_WHAT NEEDS TO BE DONE:_ Exactly the lines starting at the line containing "(format x=25, y=250)" and ending at the line containing "(format x=255, y=185)" are to be written out from the listing below, both included.

_RECORD SET:_
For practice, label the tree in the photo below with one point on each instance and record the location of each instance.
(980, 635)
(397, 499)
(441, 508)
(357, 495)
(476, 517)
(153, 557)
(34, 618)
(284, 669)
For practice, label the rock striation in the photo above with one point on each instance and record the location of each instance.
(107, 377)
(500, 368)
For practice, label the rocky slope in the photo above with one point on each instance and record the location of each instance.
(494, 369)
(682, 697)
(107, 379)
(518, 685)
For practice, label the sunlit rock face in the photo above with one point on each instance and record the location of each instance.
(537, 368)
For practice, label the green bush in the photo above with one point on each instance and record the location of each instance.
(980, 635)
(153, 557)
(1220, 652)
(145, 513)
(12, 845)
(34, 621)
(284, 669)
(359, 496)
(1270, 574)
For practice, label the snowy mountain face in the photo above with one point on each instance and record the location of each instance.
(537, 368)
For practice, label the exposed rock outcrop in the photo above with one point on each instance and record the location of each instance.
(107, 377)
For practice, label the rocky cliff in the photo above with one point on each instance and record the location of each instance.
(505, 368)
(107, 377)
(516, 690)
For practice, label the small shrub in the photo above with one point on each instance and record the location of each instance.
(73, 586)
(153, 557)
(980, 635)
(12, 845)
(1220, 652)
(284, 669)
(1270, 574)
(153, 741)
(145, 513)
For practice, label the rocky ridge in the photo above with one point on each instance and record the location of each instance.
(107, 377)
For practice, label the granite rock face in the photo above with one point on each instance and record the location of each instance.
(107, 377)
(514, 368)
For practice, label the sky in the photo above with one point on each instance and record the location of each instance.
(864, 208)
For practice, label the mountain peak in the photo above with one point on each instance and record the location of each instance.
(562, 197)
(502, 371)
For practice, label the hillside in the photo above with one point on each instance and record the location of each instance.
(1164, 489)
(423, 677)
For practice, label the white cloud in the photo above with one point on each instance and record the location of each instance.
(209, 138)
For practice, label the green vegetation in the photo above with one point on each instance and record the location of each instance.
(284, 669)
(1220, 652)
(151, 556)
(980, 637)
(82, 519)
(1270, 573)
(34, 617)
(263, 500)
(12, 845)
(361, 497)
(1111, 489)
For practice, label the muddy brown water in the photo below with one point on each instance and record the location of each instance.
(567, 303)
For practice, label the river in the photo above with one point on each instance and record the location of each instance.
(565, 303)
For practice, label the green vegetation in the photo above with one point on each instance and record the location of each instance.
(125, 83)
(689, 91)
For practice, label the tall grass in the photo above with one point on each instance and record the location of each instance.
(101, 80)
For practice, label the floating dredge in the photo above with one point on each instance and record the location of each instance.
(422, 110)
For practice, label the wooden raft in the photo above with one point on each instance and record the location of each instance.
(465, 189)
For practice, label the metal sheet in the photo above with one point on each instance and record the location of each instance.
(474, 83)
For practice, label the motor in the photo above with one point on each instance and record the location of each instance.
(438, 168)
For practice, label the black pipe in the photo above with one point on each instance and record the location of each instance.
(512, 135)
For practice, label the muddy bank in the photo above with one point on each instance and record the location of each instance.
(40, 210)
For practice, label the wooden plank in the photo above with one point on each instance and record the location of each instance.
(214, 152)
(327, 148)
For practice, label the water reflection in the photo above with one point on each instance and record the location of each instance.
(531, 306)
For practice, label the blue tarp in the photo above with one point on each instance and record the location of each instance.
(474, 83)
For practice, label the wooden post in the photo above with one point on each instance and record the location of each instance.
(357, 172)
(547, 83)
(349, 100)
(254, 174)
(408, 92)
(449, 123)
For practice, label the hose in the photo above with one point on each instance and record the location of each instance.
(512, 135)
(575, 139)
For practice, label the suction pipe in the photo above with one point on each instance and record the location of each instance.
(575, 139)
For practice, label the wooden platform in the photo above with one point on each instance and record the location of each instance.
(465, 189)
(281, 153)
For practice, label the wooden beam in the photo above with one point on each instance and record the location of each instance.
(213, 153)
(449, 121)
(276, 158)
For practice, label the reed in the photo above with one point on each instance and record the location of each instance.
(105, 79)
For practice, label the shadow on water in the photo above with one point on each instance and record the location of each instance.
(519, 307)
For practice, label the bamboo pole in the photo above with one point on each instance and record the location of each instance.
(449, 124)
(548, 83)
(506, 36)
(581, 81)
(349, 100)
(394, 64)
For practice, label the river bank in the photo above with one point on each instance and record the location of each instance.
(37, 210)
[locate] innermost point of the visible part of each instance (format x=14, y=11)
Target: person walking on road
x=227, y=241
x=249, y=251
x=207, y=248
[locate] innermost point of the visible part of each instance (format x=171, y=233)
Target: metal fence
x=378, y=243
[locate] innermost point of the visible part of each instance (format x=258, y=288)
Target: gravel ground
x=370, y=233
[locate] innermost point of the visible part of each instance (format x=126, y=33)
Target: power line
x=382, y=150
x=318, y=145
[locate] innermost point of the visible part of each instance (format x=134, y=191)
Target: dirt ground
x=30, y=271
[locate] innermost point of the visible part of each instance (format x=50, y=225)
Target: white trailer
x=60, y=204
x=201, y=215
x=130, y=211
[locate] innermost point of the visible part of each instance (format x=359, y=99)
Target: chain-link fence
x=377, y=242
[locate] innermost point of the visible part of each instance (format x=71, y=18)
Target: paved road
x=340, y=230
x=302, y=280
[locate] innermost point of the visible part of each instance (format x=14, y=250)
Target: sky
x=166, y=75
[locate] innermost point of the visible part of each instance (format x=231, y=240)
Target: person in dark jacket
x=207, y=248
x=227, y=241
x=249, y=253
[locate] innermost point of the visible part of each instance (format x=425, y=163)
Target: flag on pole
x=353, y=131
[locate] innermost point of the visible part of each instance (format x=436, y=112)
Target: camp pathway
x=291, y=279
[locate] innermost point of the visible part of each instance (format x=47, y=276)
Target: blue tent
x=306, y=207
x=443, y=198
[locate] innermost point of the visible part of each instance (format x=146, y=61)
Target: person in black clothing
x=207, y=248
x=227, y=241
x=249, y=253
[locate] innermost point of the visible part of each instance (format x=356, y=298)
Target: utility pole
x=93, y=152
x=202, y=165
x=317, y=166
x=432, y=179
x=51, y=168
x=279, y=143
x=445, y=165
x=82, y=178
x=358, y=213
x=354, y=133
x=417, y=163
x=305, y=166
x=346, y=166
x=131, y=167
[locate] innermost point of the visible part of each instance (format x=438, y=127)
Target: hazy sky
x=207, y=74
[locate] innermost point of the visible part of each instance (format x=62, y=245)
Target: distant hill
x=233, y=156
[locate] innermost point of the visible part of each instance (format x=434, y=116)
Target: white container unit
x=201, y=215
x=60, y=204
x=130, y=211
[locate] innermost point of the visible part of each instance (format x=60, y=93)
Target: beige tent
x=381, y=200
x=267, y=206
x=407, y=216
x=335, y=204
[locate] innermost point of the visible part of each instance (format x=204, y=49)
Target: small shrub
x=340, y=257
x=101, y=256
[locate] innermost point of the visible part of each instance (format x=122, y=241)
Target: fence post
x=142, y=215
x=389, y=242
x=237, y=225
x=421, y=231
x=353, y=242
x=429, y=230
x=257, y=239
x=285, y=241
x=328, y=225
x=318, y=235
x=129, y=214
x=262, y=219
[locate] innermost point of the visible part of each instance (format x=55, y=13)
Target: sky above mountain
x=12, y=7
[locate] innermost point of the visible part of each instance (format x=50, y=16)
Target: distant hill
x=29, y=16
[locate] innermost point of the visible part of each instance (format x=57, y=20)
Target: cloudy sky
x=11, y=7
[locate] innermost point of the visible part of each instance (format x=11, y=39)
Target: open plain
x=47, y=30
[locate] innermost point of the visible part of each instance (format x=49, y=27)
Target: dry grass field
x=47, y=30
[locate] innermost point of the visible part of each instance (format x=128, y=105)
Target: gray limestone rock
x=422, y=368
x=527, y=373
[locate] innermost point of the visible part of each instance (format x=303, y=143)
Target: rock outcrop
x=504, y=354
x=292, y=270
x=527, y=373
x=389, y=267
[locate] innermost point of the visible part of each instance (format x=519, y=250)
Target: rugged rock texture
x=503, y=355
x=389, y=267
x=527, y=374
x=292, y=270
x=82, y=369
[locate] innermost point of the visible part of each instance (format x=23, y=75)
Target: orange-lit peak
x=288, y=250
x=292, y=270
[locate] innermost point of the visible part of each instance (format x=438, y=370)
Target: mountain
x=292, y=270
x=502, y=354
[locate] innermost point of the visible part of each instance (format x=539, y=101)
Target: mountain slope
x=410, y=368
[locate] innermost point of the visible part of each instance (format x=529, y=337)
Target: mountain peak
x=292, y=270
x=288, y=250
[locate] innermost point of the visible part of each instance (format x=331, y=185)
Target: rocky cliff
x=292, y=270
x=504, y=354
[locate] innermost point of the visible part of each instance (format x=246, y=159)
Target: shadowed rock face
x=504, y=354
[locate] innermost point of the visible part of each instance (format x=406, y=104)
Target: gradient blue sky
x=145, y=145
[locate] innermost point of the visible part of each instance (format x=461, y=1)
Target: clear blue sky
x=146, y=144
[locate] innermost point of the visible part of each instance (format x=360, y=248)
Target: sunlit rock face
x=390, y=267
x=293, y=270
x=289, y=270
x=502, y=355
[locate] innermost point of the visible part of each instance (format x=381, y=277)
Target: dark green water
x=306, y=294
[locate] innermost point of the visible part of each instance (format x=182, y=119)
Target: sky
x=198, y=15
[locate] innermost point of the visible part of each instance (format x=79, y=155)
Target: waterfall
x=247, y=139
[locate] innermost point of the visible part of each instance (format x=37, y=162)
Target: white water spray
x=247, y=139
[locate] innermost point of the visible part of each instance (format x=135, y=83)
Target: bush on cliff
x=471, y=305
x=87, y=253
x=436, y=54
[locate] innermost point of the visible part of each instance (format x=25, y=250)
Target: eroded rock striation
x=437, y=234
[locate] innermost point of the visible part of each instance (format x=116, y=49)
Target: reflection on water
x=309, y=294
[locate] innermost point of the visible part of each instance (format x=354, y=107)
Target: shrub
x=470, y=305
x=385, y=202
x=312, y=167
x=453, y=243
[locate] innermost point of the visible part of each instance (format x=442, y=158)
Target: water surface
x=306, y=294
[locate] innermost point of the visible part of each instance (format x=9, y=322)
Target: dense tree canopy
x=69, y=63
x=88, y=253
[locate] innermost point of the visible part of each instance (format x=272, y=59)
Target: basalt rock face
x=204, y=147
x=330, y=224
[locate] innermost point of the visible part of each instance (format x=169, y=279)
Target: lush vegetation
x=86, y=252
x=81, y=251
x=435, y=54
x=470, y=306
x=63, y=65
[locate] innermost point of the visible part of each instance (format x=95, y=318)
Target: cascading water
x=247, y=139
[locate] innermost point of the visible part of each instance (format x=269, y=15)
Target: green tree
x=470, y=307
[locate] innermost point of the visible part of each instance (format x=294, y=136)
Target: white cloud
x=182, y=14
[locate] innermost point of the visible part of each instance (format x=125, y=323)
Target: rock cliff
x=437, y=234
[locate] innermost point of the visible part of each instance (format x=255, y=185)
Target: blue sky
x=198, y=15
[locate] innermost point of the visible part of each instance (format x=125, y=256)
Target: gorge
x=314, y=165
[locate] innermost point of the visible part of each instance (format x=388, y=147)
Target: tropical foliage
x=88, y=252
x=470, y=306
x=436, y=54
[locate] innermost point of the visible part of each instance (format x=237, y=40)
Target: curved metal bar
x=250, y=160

_RESPONSE TO THE TASK:_
[locate] innermost point of the visible part of each instance (format x=25, y=250)
Target: eroded rock striation
x=437, y=234
[locate] innermost point of the visible part of each instance (format x=116, y=49)
Target: reflection on water
x=309, y=294
[locate] innermost point of the visible part of each instance (format x=354, y=107)
Target: shrub
x=470, y=305
x=385, y=202
x=312, y=167
x=453, y=243
[locate] innermost point of the visible part of each instance (format x=442, y=158)
Target: water surface
x=306, y=294
[locate] innermost point of the visible part of each instance (format x=9, y=322)
Target: dense tree canopy
x=69, y=63
x=88, y=253
[locate] innermost point of the visible part of each instance (format x=272, y=59)
Target: basalt rock face
x=204, y=147
x=330, y=224
[locate] innermost point of the visible part of each instance (format x=169, y=279)
Target: lush vegetation
x=86, y=252
x=81, y=251
x=435, y=54
x=470, y=306
x=63, y=65
[locate] innermost point of the visible part of each instance (format x=95, y=318)
Target: cascading water
x=247, y=139
[locate] innermost point of the visible part of each instance (format x=269, y=15)
Target: green tree
x=470, y=307
[locate] innermost point of the visible part of each instance (format x=294, y=136)
Target: white cloud
x=182, y=14
[locate] innermost point of the visible part of each instance (format x=125, y=323)
Target: rock cliff
x=437, y=234
[locate] innermost point of the visible part of each instance (format x=255, y=185)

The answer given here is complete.